-- Start of Reading passage --
Description

Timer interface for timing control, frame rates and micro-benchmarking [v26.01.0].

Overview

The Timer interface manages all timing-related functionality including timer control, Render Frame Rate, Logic Frame Rate and micro-benchmarks. The Timer must be initiated with Timer::init().
One of the most important features is the fixed virtual logic frame rate with interpolation, which is implemented in this interface and in Main::update() method.

Key features

Timer control: Core timing management for application execution
Render Frame Rate (RFR): Asynchronous rendering rate control
Logic Frame Rate (LFR): Synchronous logic execution rate control
Micro-benchmarking: Statistical analysis of code snippet performance
Fixed virtual logic frame rate: Interpolation support for smooth gameplay

Frame rate types

By default, no preferred Render and Logic Frame Rate are set (both equal to 0). Use setRate() to configure specific values. Rates can be throttled down, but upper limits are imposed by the underlying hardware and ConfigMgr::iMTFriendly value.

Render Frame Rate (RFR)	Asynchronous rate that does not stop your main loop. Renders all enabled and visible screens at the preferred rate. This rate is not guaranteed as some render frames may be dropped to maintain stable LFR. When vsync is enabled, set RFR to 0 for smoothest output
Logic Frame Rate (LFR)	Synchronous rate that slows down your main loop to accommodate this rate. Under normal conditions (hardware can execute at preferred ratio), this rate remains quite stable

Micro-benchmarking system

The micro-benchmarking system measures small code snippets, capturing execution time and calculating statistical analysis on those measurements. It supports both latency and throughput benchmarks.

Benchmark metric types

BM_LATENCY	Measures execution time (lower is better). Results in units like ms, ns, μs. Default type.
-- End of Reading passage --
-- Start of Record extracts --
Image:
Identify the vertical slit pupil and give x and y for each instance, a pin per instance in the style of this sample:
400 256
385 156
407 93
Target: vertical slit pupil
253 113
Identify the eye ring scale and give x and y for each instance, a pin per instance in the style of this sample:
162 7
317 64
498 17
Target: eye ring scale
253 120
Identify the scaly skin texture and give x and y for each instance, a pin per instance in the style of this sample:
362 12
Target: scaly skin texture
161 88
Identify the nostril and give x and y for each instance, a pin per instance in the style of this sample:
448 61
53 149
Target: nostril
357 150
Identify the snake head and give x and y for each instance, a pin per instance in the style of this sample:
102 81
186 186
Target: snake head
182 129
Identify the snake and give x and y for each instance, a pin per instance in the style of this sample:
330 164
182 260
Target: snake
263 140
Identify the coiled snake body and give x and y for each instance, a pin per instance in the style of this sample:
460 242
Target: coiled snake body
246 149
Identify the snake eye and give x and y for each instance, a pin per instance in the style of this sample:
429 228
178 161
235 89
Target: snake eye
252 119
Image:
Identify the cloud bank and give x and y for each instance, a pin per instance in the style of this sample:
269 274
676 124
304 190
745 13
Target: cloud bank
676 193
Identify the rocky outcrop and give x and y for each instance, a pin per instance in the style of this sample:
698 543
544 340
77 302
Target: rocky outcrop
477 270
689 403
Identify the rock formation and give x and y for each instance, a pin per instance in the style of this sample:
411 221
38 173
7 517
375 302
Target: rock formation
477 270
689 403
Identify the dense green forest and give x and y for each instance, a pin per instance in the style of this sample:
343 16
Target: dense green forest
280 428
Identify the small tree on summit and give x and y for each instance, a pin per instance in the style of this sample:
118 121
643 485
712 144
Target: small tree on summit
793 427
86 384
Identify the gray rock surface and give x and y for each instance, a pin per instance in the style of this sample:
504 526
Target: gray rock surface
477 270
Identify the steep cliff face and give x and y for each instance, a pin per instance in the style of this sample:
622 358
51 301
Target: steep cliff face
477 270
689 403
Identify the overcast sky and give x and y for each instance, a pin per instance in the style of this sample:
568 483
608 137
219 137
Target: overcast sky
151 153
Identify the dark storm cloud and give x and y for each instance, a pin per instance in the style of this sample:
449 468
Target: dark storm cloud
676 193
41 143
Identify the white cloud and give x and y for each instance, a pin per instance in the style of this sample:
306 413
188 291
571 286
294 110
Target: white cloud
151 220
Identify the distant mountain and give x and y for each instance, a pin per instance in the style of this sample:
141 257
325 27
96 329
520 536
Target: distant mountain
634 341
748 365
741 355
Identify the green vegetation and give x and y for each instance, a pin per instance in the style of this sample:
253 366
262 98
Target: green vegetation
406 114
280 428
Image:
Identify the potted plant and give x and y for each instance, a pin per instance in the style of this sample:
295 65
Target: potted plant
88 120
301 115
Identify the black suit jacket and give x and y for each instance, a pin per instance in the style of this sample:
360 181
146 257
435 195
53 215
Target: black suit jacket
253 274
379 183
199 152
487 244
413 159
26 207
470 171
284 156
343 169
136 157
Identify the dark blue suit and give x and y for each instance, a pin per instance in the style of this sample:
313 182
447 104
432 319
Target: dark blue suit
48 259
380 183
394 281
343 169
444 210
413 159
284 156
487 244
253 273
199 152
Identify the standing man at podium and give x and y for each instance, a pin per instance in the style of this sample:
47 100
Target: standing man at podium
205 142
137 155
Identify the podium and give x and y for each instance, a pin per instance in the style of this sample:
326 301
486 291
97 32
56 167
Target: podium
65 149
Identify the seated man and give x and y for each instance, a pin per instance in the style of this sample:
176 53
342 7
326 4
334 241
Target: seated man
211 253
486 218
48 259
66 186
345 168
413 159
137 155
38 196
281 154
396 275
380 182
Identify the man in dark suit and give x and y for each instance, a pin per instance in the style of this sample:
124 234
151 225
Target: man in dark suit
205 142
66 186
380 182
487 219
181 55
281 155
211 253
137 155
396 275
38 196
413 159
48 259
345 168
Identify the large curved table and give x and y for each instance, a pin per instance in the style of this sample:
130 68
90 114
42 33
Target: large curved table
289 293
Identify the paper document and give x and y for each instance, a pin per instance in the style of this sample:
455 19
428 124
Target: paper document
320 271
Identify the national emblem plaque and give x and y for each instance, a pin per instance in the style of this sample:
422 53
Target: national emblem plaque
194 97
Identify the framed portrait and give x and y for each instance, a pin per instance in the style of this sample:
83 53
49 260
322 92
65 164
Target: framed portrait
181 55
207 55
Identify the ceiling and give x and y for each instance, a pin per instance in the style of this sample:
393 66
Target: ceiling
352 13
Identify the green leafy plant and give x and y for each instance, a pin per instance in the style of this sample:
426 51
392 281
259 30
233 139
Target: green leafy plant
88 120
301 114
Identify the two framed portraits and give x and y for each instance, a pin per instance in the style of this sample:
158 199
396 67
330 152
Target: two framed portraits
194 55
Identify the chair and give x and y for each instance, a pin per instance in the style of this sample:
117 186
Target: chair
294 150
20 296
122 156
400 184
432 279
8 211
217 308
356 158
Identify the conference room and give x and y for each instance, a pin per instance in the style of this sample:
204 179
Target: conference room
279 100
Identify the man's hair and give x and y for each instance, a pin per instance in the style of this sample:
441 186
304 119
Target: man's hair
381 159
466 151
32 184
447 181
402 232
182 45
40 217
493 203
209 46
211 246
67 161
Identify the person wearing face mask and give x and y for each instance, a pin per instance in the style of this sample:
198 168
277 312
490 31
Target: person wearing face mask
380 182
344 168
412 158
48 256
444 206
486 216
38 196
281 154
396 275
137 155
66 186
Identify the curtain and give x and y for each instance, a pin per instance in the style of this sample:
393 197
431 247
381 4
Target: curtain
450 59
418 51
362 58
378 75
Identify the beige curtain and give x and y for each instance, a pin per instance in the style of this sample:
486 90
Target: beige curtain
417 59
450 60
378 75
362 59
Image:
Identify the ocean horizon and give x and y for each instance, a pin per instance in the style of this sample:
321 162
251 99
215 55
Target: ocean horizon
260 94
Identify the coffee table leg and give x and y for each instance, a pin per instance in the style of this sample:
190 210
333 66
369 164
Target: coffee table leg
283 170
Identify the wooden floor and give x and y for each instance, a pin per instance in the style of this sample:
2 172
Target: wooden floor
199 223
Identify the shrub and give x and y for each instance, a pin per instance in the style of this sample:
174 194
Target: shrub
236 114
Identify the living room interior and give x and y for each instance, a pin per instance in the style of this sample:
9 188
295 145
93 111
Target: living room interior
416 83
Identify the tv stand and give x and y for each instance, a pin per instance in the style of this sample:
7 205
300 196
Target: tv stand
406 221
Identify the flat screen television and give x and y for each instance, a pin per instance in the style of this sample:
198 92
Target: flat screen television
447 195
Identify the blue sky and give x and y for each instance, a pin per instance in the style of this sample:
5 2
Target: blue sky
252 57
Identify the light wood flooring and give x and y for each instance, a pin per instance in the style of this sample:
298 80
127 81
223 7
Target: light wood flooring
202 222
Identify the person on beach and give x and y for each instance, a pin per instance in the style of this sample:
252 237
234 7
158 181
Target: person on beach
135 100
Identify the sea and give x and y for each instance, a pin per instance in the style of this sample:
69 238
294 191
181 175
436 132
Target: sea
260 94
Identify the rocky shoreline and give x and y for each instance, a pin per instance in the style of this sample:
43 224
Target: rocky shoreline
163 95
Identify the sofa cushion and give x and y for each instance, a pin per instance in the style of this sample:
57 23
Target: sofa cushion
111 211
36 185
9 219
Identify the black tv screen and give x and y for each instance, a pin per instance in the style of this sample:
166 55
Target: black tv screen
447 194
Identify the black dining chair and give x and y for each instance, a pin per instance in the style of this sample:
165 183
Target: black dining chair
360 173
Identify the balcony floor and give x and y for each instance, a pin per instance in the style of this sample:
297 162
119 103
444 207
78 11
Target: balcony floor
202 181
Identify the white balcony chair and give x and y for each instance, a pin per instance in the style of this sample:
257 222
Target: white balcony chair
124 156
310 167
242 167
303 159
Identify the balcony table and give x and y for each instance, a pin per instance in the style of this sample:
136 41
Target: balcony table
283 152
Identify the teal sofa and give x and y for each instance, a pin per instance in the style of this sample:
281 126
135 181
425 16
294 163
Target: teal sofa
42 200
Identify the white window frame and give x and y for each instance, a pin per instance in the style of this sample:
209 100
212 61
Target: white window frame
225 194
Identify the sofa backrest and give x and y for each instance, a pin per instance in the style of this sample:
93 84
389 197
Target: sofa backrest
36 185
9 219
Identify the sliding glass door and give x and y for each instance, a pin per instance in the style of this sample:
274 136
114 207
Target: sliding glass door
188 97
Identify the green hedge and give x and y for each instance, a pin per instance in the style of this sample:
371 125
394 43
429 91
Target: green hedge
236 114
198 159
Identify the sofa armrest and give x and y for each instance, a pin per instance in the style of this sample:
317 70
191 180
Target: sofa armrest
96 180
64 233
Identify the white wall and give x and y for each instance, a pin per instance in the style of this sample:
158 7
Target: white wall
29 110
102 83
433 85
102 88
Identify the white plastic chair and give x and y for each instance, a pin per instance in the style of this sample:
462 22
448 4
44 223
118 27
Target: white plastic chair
-- End of Record extracts --
-- Start of Record extracts --
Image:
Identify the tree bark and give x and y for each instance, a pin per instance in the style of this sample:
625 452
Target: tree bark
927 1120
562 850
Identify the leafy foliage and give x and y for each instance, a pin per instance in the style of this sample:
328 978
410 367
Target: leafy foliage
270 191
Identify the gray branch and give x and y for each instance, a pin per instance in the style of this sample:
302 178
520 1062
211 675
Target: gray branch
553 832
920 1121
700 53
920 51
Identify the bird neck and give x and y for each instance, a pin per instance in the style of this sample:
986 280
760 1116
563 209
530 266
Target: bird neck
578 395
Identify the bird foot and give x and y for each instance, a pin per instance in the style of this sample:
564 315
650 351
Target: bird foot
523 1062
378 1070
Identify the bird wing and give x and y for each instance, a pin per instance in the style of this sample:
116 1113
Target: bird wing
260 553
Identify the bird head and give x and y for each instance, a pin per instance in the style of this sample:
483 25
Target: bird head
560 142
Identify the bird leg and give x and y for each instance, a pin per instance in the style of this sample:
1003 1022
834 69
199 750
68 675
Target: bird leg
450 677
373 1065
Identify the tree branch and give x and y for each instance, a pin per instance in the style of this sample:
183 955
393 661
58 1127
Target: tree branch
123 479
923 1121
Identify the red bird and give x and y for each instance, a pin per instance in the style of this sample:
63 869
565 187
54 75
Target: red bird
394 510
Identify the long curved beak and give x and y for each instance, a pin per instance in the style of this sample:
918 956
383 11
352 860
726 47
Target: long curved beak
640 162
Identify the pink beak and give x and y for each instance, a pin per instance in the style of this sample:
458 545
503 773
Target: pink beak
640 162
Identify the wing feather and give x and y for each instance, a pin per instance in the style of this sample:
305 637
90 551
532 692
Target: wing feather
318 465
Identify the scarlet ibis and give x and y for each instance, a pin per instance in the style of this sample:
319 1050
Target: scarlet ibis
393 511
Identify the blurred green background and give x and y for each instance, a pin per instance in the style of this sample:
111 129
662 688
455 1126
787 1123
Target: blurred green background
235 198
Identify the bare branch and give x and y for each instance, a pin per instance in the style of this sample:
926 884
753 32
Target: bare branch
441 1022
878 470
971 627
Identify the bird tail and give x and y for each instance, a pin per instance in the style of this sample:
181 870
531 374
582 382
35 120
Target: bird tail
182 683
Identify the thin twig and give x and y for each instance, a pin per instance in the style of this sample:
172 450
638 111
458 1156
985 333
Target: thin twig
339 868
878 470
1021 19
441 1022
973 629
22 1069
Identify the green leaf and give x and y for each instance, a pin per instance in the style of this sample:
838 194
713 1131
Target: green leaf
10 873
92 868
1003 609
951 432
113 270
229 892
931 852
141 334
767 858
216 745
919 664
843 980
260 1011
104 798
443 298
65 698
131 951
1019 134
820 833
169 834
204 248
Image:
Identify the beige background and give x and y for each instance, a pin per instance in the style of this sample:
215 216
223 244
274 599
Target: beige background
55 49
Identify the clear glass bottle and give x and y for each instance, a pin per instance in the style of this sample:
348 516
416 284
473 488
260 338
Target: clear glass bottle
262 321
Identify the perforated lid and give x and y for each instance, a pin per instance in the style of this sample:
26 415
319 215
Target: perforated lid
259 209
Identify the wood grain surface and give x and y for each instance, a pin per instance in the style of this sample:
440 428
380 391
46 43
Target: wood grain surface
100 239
-- End of Record extracts --
**The problem:**
Answer these questions using the Timer interface documentation:
1. Which method must be called to initiate the Timer?
2. What value do the Render and Logic Frame Rates have by default?
3. Which benchmark metric type is the default?

**The completed task:**
1. Timer::init()
2. Both are 0, meaning no preferred rate is set.
3. BM_LATENCY